---------- Supplied entries

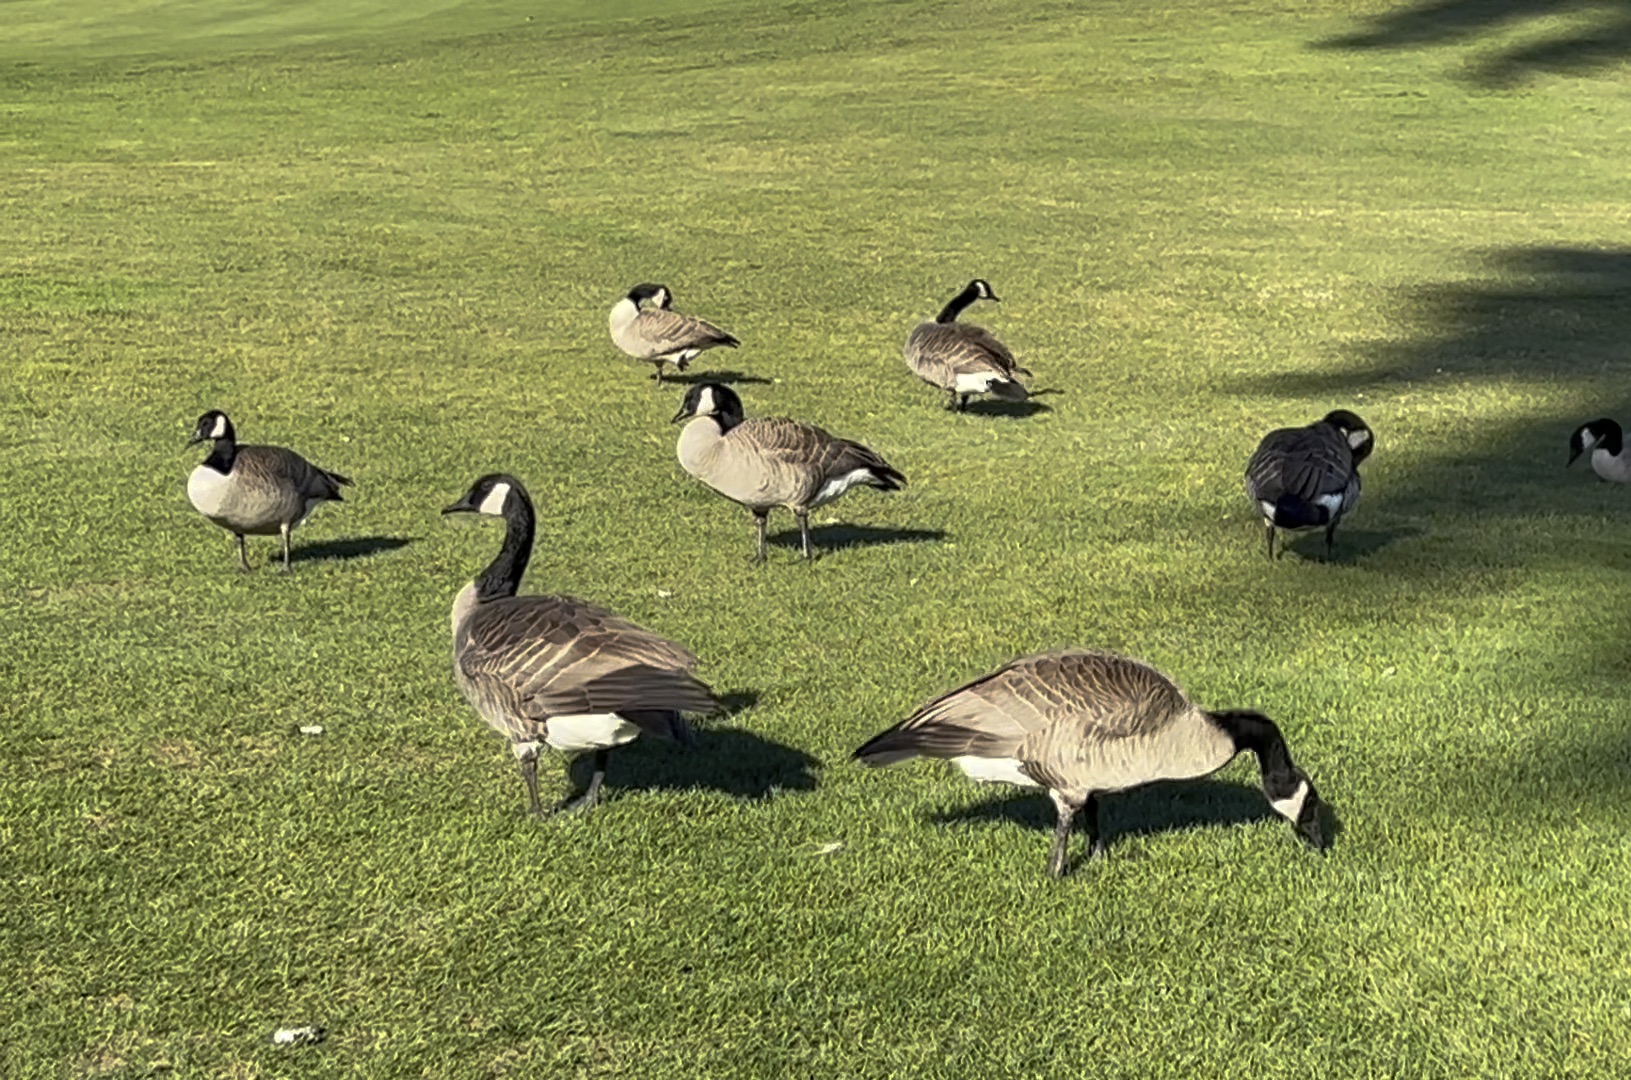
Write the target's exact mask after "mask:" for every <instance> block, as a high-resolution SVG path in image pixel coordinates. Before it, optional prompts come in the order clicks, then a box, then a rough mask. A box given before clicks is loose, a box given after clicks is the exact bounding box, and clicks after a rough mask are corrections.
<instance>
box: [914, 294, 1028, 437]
mask: <svg viewBox="0 0 1631 1080" xmlns="http://www.w3.org/2000/svg"><path fill="white" fill-rule="evenodd" d="M980 299H983V300H997V299H998V297H997V295H995V294H993V292H992V287H990V285H988V284H987V282H985V281H980V279H975V281H970V282H969V284H967V285H966V287H964V289H962V292H959V294H957V295H956V297H953V299H951V302H949V303H948V305H946V307H944V308H943V310H941V313H939V315H938V316H936V318H935V321H931V323H918V326H917V328H915V330H913V331H912V334H910V336H908V338H907V344H905V349H904V356H905V361H907V367H910V369H912V372H913V374H915V375H917V377H918V378H922V380H923V382H926V383H930V385H931V387H938V388H941V390H946V392H948V393H949V395H951V396H949V401H948V408H957V409H961V408H964V406H966V405H967V403H969V396H970V395H975V393H990V395H993V396H998V398H1003V400H1006V401H1024V400H1026V396H1028V392H1026V388H1024V383H1021V382H1019V380H1018V375H1029V374H1031V372H1029V370H1026V369H1024V367H1021V365H1019V362H1018V361H1016V359H1014V356H1013V352H1010V351H1008V346H1005V344H1003V343H1001V341H998V339H997V336H995V334H993V333H990V331H988V330H985V328H983V326H975V325H974V323H959V321H957V315H959V313H961V312H962V310H964V308H966V307H969V305H970V303H974V302H975V300H980Z"/></svg>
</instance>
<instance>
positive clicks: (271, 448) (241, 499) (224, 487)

--------------------

◆ What the exercise asks
Leave images out of the retyped records; keep all else exact.

◆ Written reply
Write the target's exact mask after "mask:" for every <instance> block, as a high-resolution SVG path in image pixel coordinates. Before it, optional prompts come in the order clicks, then a box, then a rough mask. A box given before clicks is loose, a box given after clicks is the exact bounding box, and clicks after a rough mask are corrections.
<instance>
box: [914, 294, 1028, 437]
mask: <svg viewBox="0 0 1631 1080" xmlns="http://www.w3.org/2000/svg"><path fill="white" fill-rule="evenodd" d="M980 299H983V300H997V299H998V297H997V295H995V294H993V292H992V287H990V285H988V284H987V282H985V281H980V279H975V281H970V282H969V284H967V285H966V287H964V289H962V292H959V294H957V295H956V297H953V299H951V302H949V303H948V305H946V307H944V308H943V310H941V313H939V315H938V316H936V318H935V321H931V323H918V326H917V328H915V330H913V331H912V334H910V336H908V338H907V344H905V349H904V356H905V361H907V367H910V369H912V372H913V374H915V375H917V377H918V378H922V380H923V382H926V383H930V385H931V387H938V388H941V390H946V392H948V393H949V395H951V396H949V401H948V408H957V409H961V408H964V406H966V405H967V403H969V396H970V395H975V393H990V395H993V396H998V398H1003V400H1006V401H1024V400H1026V396H1028V392H1026V388H1024V383H1021V382H1019V380H1018V375H1029V374H1031V372H1029V370H1026V369H1024V367H1021V365H1019V362H1018V361H1016V359H1014V356H1013V352H1010V351H1008V346H1005V344H1003V343H1001V341H998V339H997V336H995V334H993V333H990V331H988V330H985V328H983V326H975V325H974V323H959V321H957V315H959V313H961V312H962V310H964V308H966V307H969V305H970V303H974V302H975V300H980Z"/></svg>
</instance>
<instance>
positive clicks: (271, 448) (241, 499) (224, 487)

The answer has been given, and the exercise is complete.